Items from a data source:
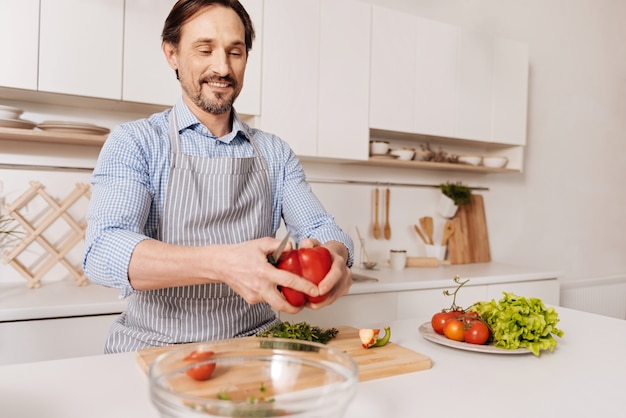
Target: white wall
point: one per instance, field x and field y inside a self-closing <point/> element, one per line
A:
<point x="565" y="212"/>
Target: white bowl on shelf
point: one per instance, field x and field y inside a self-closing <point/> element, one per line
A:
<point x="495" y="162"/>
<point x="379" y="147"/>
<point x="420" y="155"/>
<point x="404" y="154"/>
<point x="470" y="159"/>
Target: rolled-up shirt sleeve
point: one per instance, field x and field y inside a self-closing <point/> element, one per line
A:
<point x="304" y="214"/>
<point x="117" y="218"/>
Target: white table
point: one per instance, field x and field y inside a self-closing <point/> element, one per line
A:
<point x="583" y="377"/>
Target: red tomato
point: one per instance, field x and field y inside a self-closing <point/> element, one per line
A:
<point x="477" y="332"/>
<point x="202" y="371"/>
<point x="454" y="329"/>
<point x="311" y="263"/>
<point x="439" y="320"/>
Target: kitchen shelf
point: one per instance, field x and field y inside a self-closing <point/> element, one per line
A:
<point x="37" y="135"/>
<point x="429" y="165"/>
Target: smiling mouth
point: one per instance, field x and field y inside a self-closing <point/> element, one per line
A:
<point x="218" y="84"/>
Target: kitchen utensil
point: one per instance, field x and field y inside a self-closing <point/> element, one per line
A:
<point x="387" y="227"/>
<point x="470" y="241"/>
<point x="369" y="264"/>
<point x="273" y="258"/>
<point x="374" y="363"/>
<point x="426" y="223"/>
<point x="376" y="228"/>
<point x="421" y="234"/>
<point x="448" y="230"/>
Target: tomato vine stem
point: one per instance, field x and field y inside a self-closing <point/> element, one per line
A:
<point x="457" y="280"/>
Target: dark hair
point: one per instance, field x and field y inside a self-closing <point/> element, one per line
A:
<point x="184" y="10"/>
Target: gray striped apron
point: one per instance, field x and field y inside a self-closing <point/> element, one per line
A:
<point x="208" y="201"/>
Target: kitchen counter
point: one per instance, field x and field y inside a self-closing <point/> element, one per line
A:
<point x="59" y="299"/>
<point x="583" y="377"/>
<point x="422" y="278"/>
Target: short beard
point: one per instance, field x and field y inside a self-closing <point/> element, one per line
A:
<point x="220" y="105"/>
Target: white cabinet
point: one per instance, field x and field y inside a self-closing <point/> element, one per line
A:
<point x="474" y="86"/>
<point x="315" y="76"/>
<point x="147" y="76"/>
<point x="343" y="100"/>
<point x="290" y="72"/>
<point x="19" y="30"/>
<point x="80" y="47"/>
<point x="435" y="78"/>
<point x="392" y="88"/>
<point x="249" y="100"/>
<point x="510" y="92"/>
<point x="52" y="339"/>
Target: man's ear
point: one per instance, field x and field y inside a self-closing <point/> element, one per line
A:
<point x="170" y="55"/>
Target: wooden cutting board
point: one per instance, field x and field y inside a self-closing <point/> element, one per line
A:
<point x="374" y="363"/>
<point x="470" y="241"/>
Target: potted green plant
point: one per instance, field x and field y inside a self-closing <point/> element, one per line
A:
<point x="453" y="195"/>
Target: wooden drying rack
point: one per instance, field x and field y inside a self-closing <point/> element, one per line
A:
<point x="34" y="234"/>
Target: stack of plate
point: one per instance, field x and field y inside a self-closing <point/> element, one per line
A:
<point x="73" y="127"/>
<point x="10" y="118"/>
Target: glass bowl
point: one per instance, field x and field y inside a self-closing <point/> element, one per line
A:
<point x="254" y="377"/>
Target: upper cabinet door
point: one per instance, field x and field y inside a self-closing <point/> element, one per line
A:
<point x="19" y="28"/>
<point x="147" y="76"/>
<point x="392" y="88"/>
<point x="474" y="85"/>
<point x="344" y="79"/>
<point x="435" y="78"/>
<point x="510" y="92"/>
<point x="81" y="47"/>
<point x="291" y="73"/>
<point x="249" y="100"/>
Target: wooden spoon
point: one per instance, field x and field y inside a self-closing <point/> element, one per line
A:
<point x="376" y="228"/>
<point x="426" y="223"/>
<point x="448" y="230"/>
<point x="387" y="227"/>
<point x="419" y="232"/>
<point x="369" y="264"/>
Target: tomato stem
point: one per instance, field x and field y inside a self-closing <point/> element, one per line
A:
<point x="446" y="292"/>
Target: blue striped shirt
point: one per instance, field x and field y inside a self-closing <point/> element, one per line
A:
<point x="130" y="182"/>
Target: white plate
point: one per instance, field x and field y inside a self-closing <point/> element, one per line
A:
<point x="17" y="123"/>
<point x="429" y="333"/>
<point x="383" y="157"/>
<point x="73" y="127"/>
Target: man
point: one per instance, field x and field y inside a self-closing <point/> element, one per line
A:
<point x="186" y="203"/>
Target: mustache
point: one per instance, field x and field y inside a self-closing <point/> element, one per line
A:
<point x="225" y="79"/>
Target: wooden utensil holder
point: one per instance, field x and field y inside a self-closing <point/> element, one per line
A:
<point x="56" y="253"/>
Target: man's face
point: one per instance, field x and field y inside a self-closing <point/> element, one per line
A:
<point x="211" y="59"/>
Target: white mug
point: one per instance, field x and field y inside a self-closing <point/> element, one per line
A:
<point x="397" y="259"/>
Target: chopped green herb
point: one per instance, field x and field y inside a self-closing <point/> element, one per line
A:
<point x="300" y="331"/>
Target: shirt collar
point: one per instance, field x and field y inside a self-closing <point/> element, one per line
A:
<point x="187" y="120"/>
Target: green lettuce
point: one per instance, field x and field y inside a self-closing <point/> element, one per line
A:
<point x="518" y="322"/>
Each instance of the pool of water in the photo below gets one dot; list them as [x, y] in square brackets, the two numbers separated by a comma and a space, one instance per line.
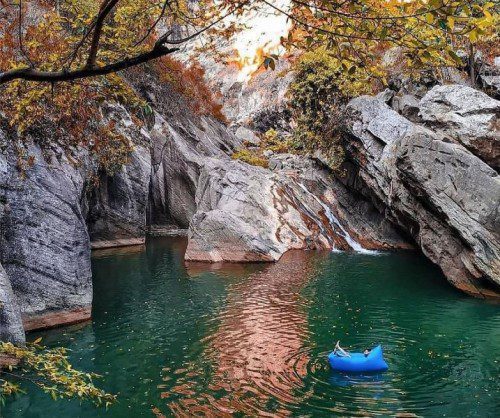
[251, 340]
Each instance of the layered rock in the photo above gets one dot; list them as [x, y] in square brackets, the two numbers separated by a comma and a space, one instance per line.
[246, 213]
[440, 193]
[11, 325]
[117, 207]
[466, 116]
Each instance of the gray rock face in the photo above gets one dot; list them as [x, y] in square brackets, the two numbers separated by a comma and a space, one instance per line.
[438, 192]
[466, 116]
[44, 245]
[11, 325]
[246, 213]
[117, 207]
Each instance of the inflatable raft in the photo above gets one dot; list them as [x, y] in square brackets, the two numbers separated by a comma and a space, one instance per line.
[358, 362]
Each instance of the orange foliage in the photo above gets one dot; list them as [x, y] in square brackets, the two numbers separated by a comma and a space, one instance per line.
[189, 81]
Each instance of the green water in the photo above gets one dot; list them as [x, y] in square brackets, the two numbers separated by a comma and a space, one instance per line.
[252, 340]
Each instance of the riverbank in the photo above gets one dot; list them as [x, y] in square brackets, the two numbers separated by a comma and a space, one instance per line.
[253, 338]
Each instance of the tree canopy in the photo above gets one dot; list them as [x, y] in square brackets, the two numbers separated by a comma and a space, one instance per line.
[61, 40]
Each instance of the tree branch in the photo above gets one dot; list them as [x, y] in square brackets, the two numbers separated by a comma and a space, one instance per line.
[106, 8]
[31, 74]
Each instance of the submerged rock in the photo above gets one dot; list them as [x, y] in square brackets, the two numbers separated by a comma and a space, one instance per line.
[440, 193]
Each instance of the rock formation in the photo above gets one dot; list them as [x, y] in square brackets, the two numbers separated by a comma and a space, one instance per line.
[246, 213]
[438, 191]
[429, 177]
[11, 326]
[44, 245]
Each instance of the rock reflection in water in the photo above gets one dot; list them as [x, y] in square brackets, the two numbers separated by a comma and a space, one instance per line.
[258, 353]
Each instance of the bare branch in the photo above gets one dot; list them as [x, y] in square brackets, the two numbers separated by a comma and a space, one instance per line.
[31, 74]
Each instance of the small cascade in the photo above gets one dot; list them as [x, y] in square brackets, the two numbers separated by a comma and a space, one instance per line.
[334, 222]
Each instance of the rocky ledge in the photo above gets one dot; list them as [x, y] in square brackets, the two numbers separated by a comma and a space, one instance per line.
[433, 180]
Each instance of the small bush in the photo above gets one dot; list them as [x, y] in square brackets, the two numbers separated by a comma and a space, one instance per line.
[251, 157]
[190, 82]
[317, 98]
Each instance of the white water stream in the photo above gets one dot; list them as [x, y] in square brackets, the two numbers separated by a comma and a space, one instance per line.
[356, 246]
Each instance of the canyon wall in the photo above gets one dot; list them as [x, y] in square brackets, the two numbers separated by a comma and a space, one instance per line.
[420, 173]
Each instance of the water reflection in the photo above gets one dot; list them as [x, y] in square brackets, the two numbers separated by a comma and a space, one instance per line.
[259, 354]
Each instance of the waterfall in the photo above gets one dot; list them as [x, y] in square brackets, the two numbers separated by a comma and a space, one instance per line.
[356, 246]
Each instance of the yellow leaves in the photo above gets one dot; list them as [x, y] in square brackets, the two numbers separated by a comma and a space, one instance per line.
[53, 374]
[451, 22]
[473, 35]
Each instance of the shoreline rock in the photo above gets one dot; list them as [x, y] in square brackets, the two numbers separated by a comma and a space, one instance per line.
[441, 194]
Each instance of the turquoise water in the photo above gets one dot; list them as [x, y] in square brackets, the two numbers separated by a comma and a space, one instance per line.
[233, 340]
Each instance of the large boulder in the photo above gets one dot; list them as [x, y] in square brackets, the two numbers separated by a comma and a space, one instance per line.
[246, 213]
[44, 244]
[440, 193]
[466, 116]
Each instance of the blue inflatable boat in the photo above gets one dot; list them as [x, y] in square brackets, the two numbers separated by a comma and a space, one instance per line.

Exercise prompt:
Transcribe word for word the lines from the one holding "Each instance of the yellow" to the last line of the listing above, inclusive.

Solution to the problem:
Each instance of the yellow leaves in the photo above gets one dot; list them as [x, y] in square brackets, the two numbers separated by a comma and a space, one instance per line.
[53, 374]
[451, 22]
[473, 35]
Each instance of the shoreline rock in the photo above gets one dot; list them as [x, y] in square brackets, the two numbers separated by a comma and a space, one instance per line.
[441, 194]
Each instance of the turquoise water in the photo above gets one dot; list them as [x, y] in square brackets, the two numbers separated by a comma and a space, one instance per line.
[233, 340]
Each instance of the large boulder in the photo above gets one dot; list them as [x, y] in square brackets, the two numbers separated by a comma and a space, one instance per line.
[246, 213]
[44, 244]
[440, 193]
[466, 116]
Each instance of the blue inflatable boat in the photo above gets one dot; list them as [x, y] in square brackets, the two numbers separated by a comma and a space, one instance per line.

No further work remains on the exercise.